- _To do_
[a] From the thread on floating tile, retype the stretch from "## Hard (Nov" through "in the middle.".
[b] List every username that appears as a post header in the thread on floating tile.

- _Supplied text_
§ §
# To float or not to float!!!!!!!!



## Hard (Nov 24, 2010)

I have grown up in the tile and stone trade since age 10 and I was taught to float everything as. I started to move in to the management side of the business I ran the HR department for a few years and found that all of our out of state new hires had never even heard of floating was this just luck of the draw? or are the rest of the states just that much different than California?


----------



## Tinstaafl (Jan 6, 2008)

I don't understand your post.

There's a period in the middle.


----------



## HS345 (Jan 20, 2008)

Hard said:


> I have grown up in the tile and stone trade since age 10 and I was taught to float everything as. I started to move in to the management side of the business I ran the HR department for a few years and found that all of our out of state new hires had never even heard of floating was this just luck of the draw? or are the rest of the states just that much different than California?
§ §
- _Records provided_
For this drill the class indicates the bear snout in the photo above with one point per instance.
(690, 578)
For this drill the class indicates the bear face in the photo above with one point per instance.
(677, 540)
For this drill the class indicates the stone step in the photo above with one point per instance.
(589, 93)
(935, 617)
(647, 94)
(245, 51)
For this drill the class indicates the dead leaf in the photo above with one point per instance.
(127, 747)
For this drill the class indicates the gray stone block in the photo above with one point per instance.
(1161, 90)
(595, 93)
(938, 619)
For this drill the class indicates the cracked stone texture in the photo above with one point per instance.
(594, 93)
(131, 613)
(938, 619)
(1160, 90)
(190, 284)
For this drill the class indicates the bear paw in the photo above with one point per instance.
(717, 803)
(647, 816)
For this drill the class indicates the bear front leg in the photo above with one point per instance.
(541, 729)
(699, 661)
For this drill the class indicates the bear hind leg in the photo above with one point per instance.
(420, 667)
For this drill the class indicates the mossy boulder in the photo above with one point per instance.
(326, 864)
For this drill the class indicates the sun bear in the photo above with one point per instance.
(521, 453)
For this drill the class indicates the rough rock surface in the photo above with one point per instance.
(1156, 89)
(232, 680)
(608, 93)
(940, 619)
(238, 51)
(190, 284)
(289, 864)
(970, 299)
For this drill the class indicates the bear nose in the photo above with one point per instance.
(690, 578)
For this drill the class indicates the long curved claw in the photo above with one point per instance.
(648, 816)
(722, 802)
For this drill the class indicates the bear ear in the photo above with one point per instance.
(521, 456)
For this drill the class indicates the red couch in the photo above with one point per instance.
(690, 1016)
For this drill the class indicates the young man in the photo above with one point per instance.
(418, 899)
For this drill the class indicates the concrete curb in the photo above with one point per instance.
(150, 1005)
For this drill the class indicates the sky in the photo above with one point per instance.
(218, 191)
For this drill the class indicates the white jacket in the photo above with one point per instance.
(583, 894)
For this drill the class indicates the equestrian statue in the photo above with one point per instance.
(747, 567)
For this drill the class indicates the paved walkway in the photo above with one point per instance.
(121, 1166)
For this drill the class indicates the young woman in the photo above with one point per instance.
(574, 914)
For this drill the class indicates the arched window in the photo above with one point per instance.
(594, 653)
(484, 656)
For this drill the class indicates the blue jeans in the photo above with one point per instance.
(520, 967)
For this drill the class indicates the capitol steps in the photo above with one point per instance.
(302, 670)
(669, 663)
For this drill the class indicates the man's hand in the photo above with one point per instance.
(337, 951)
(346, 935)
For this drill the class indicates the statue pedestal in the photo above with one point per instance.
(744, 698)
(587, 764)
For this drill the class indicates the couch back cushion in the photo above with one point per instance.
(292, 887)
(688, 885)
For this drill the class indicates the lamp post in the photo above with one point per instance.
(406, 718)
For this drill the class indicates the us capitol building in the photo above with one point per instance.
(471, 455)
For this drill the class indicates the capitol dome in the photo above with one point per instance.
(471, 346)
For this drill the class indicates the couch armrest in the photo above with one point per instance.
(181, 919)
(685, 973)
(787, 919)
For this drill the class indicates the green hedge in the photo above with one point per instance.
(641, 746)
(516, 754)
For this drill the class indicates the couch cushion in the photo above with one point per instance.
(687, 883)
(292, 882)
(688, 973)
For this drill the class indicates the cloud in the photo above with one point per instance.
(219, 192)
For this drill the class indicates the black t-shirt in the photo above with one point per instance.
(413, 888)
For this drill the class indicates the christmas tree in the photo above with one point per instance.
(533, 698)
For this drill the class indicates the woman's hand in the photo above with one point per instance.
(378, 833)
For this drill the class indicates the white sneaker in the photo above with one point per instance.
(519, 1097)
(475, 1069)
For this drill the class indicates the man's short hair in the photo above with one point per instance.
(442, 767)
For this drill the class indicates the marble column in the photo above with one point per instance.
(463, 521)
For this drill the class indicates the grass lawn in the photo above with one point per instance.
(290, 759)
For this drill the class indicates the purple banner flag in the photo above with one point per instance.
§ §
- _Exercise answers_
[a]
## Hard (Nov 24, 2010)

I have grown up in the tile and stone trade since age 10 and I was taught to float everything as. I started to move in to the management side of the business I ran the HR department for a few years and found that all of our out of state new hires had never even heard of floating was this just luck of the draw? or are the rest of the states just that much different than California?


----------



## Tinstaafl (Jan 6, 2008)

I don't understand your post.

There's a period in the middle.

[b]
Hard
Tinstaafl
HS345